Every record that follows should be written out word for word; the pictures stay out.
= = = =
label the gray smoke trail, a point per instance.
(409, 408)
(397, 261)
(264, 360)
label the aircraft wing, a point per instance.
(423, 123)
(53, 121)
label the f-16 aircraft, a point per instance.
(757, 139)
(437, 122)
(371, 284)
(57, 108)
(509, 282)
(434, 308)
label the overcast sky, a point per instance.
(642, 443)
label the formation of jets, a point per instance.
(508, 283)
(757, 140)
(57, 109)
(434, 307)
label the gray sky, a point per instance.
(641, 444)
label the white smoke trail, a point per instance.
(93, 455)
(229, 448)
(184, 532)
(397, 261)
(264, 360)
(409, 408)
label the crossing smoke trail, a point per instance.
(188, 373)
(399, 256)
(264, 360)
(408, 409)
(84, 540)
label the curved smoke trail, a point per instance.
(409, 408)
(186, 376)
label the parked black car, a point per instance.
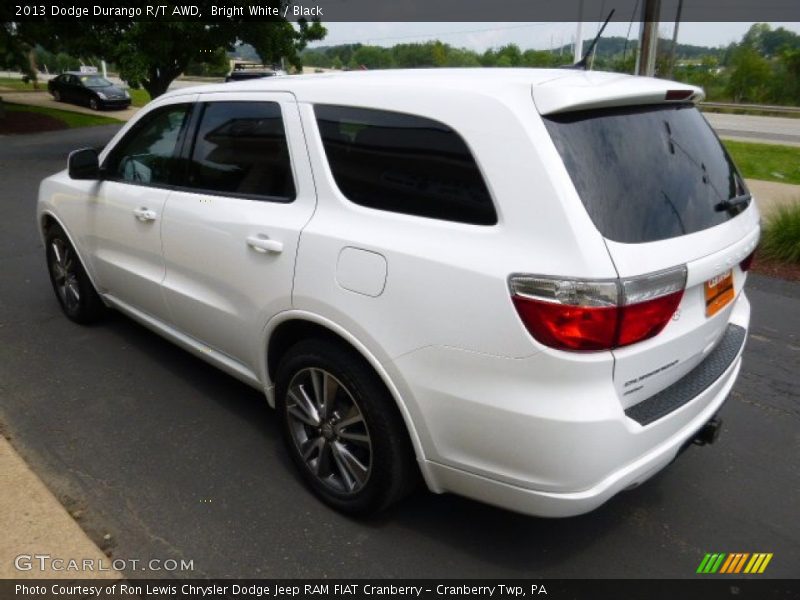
= = = =
[Finished exercise]
label the gray smoke trail, a point per instance.
(409, 408)
(397, 261)
(264, 360)
label the aircraft wing, a point per instance.
(423, 123)
(53, 121)
label the f-16 aircraft, a point per instance.
(757, 139)
(437, 122)
(371, 284)
(57, 108)
(509, 282)
(434, 308)
label the overcast sky, a point per instance.
(642, 443)
label the formation of jets, a point per instance.
(508, 283)
(757, 140)
(57, 109)
(434, 307)
label the gray sky, a point per instance.
(641, 444)
label the white smoke trail, a point per instance.
(93, 455)
(229, 448)
(184, 532)
(397, 261)
(264, 360)
(409, 408)
label the crossing smoke trail, a point per instance.
(188, 373)
(399, 256)
(264, 360)
(408, 409)
(84, 540)
label the curved smoke trail, a point per instance.
(409, 408)
(186, 376)
label the parked black car, a point per instance.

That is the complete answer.